▸ Exercise task A: From the passage about Liz Truss's policy proposals, extract everything from "The mini-budget included" down to "the lettuce won.".
▸ Exercise task B: List the measures that the passage about Liz Truss's policy proposals gives for getting a grip on the welfare and pensions bill.

▸ Text provided:
* BEGIN *

She will call for the government to cut corporation tax to 19%, adding: "We should also refuse to implement the OECD minimum tax agreement, which I have previously labelled a ‘cartel of complacency’... We also need to reduce marginal tax rates to make it worthwhile to work at every income level. Further changes like abolishing the tourist tax, abolishing the Windfall Tax and IR35 need to be made.
"We need to get a grip on the ballooning welfare and pensions bill. This means slowing the rate of increases to benefits and tougher work requirements. It also means raising the retirement age further.”
"We should – as many other Western countries are already doing – delay implementing Net Zero commitments such as the ban on new petrol and diesel vehicles from 2030. Other environmental regulations which are hiking the cost of living like enforcing the replacement of gas and oil boilers should also be abandoned."
Ms Truss and Chancellor Kwasi Kwarteng sent markets around the world into turmoil with their mini-budget last September, before sacking Mr Kwarteng and then resigning to become the shortest serving prime minister of all time.
The mini-budget included £45bn of unfunded tax cuts, and was followed by a fall in the value of the pound and rising mortgage rates.
Following the fallout from her government's mini-budget, Ms Truss was forced to resign after 44 days inside No10 - meaning the lettuce won.

* END *

▸ Excerpted records:
* BEGIN *

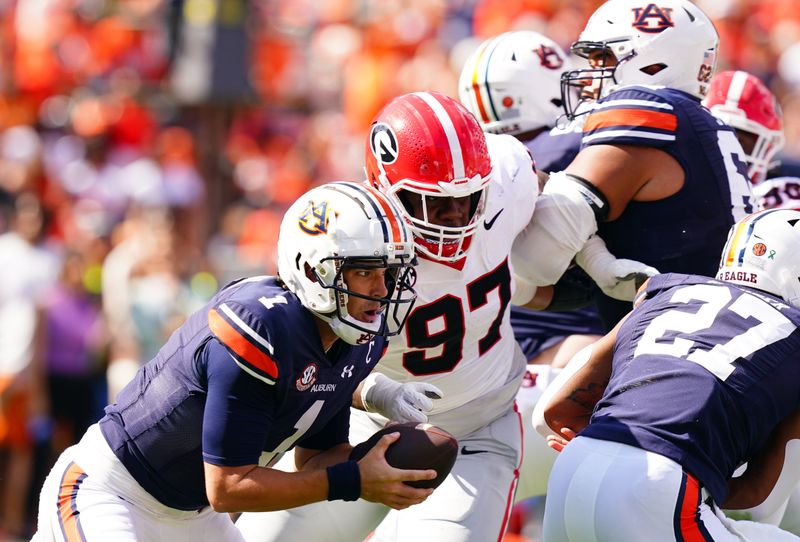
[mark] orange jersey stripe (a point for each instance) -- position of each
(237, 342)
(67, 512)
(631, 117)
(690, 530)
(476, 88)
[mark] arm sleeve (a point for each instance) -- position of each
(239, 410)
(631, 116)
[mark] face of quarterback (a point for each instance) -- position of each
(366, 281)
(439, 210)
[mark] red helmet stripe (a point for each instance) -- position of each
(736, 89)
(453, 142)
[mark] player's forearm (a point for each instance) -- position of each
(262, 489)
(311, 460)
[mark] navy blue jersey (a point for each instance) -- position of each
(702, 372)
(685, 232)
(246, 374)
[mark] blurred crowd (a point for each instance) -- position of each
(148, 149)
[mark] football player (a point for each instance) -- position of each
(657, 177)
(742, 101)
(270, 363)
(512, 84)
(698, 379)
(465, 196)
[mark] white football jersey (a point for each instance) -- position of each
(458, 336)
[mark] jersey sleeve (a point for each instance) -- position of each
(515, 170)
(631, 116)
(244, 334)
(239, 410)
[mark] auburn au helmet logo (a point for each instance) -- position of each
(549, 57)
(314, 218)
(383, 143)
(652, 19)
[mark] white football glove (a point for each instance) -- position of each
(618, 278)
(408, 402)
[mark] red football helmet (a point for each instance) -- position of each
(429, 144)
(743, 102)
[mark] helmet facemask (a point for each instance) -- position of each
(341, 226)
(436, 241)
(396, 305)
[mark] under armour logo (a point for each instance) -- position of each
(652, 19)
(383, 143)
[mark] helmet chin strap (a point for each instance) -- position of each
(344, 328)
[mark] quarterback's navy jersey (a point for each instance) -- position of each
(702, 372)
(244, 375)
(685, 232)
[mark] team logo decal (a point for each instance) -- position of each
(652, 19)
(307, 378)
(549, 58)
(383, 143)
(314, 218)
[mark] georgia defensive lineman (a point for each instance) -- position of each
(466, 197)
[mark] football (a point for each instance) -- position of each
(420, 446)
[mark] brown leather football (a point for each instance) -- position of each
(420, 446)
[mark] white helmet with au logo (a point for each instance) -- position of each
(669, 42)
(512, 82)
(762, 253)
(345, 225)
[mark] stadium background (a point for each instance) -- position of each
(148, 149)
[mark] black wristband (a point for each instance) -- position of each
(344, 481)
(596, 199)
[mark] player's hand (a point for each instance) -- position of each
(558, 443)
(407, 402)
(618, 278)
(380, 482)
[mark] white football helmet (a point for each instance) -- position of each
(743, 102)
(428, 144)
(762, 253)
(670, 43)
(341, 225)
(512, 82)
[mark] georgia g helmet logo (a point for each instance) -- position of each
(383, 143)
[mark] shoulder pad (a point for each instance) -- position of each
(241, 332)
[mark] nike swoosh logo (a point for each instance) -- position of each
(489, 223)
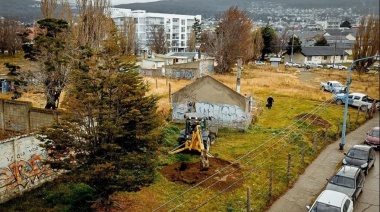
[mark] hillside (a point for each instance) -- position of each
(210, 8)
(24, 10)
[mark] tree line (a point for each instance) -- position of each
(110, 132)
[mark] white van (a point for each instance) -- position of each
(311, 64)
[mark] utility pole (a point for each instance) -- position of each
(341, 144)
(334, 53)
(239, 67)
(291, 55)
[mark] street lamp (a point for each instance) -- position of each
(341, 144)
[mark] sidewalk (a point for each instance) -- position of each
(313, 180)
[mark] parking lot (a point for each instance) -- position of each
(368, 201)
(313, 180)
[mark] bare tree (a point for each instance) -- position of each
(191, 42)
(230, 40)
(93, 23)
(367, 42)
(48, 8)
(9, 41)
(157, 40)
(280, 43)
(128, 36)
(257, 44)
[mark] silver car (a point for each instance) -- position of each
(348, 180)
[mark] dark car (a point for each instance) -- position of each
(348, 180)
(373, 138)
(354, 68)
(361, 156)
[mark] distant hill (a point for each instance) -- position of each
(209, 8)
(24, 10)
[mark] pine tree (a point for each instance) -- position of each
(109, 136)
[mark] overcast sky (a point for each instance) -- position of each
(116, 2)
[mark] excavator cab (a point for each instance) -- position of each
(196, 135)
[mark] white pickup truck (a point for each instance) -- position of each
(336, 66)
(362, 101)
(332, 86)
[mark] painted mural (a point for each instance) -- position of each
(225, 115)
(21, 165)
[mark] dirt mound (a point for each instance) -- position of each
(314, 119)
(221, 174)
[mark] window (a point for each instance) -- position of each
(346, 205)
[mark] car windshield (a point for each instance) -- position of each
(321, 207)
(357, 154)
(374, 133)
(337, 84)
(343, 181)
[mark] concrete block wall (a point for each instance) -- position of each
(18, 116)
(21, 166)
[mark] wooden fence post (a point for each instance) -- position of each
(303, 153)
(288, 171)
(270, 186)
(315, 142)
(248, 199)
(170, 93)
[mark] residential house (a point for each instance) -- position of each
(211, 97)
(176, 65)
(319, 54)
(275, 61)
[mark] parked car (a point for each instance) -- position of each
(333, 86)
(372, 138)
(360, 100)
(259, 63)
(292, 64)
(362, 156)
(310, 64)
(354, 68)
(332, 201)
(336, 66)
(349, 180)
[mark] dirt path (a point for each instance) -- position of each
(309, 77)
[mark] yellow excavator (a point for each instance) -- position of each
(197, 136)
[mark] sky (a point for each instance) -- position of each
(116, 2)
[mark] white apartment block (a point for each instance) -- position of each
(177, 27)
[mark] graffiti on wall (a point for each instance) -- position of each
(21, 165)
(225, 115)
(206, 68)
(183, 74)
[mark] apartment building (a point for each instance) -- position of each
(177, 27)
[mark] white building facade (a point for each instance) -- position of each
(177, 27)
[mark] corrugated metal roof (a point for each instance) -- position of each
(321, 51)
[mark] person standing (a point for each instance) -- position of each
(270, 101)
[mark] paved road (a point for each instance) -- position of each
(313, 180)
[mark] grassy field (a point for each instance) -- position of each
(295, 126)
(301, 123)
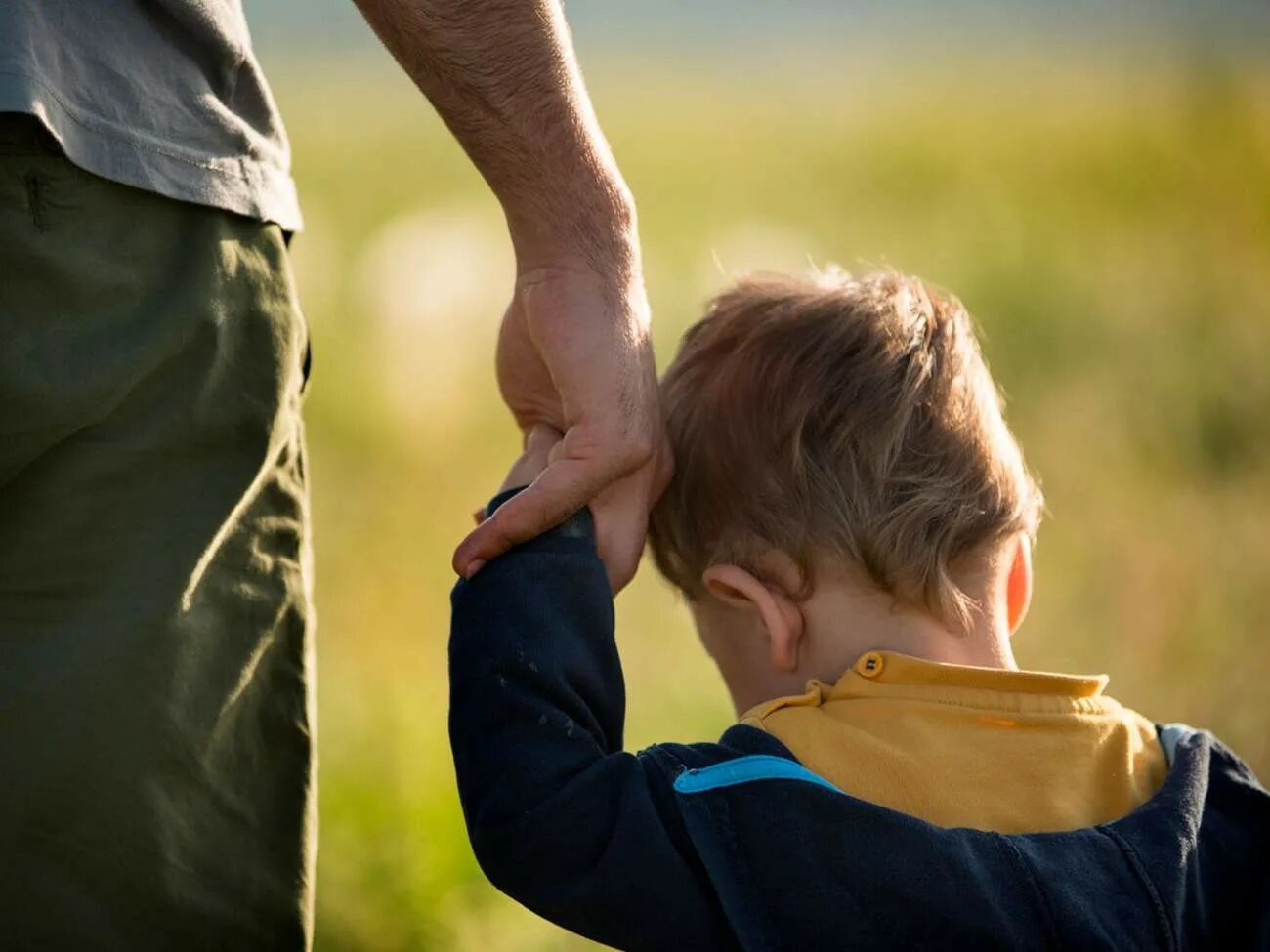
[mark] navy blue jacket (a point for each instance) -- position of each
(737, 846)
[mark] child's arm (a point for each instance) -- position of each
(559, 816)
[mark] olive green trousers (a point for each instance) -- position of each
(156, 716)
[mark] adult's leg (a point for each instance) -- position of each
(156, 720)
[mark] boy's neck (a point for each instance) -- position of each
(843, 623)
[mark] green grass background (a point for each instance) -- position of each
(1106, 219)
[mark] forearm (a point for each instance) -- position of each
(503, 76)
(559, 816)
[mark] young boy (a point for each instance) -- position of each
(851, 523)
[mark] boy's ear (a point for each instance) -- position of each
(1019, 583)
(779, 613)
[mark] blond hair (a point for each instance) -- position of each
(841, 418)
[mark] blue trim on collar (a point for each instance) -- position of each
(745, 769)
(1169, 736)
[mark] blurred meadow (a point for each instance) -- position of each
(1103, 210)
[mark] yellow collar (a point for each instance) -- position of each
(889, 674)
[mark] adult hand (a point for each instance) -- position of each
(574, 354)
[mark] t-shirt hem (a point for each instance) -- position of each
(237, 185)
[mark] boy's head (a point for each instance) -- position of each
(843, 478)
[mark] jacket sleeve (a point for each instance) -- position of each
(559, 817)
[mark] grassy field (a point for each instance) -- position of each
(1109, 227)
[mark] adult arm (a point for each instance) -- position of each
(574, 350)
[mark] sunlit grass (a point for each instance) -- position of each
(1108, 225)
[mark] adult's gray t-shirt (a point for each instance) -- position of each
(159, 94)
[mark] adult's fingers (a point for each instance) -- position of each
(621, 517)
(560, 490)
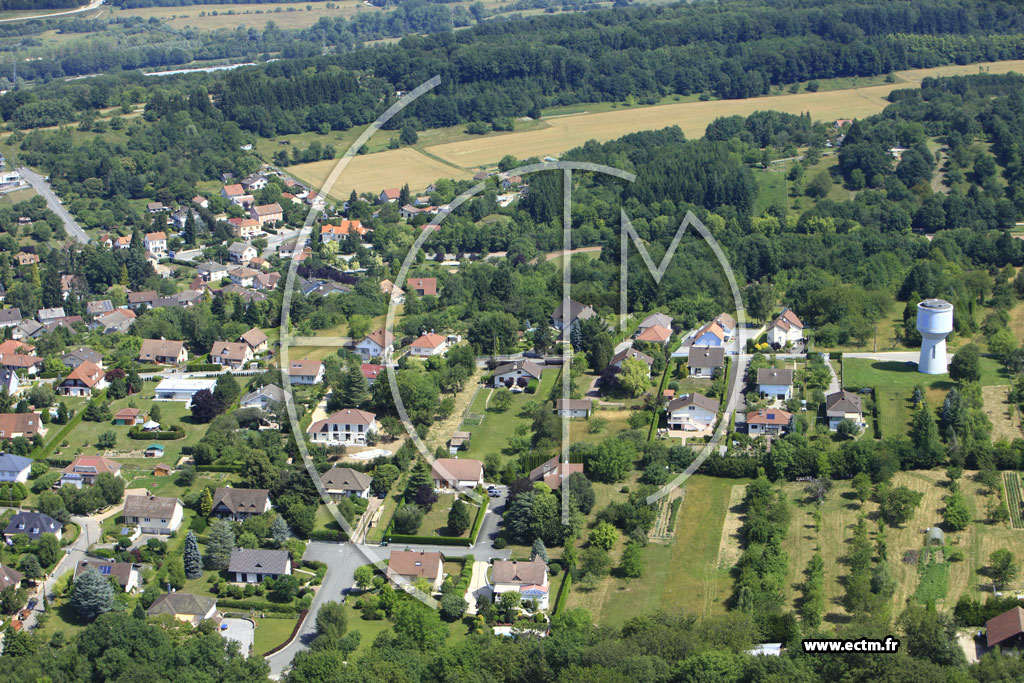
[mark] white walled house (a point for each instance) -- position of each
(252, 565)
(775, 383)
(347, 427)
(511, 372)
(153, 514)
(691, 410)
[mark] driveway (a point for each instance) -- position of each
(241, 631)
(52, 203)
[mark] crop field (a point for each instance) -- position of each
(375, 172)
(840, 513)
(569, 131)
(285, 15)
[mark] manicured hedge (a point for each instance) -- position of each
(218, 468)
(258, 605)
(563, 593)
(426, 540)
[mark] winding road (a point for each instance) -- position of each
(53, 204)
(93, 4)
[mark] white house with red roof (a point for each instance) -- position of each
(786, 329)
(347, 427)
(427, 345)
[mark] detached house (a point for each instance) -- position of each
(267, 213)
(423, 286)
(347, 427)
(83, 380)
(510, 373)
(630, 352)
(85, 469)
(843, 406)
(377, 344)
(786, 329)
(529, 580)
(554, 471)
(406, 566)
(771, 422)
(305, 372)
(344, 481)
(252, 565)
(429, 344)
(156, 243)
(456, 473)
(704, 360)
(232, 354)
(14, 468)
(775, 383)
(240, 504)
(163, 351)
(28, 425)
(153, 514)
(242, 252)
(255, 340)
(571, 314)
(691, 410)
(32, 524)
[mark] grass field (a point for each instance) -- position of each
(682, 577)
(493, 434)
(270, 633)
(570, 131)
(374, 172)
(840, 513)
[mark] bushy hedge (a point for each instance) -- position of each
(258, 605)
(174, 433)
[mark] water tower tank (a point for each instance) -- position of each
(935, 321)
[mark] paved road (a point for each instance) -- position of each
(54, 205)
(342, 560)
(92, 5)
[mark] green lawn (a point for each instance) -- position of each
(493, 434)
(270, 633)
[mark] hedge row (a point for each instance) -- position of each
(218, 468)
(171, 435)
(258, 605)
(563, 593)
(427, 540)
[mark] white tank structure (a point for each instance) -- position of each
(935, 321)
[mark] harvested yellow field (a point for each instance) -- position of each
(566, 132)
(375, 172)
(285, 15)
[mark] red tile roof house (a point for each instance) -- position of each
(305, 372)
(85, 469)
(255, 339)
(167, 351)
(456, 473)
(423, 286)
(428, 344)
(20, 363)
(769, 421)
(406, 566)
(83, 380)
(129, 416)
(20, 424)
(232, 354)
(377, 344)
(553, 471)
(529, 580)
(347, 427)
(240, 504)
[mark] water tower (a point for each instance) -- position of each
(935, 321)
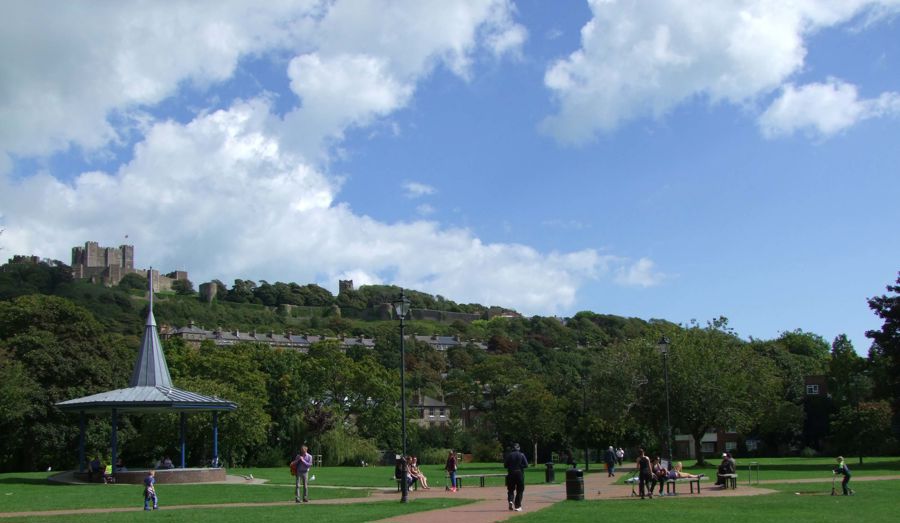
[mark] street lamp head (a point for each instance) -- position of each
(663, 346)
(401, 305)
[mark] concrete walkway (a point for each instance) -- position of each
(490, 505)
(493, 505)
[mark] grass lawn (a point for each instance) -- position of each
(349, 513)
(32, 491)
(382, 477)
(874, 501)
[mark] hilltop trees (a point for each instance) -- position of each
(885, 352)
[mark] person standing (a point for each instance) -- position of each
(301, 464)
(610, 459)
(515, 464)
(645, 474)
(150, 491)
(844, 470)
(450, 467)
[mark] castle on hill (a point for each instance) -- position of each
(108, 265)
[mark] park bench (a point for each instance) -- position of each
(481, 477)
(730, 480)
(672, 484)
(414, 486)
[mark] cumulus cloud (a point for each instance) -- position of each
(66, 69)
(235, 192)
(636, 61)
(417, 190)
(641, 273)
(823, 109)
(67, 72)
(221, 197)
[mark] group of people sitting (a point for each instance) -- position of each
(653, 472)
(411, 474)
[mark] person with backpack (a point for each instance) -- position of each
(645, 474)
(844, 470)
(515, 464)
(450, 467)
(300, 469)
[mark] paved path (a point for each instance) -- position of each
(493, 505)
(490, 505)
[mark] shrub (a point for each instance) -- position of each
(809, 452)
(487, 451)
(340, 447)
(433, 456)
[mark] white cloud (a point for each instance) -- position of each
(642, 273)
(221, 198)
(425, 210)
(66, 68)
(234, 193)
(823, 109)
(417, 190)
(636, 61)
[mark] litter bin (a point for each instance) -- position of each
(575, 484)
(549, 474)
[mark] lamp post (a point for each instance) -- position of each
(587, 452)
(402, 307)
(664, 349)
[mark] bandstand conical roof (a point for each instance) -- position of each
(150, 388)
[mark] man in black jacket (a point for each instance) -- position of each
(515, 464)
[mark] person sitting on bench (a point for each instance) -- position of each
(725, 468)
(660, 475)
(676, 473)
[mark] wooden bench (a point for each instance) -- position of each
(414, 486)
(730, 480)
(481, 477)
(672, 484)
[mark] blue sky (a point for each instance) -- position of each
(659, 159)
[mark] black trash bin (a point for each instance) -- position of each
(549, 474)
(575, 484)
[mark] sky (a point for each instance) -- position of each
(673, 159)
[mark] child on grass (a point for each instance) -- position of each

* END *

▸ Written solution A:
The mini-budget included £45bn of unfunded tax cuts, and was followed by a fall in the value of the pound and rising mortgage rates.
Following the fallout from her government's mini-budget, Ms Truss was forced to resign after 44 days inside No10 - meaning the lettuce won.

▸ Written solution B:
- Slowing the rate of increases to benefits
- Tougher work requirements
- Raising the retirement age further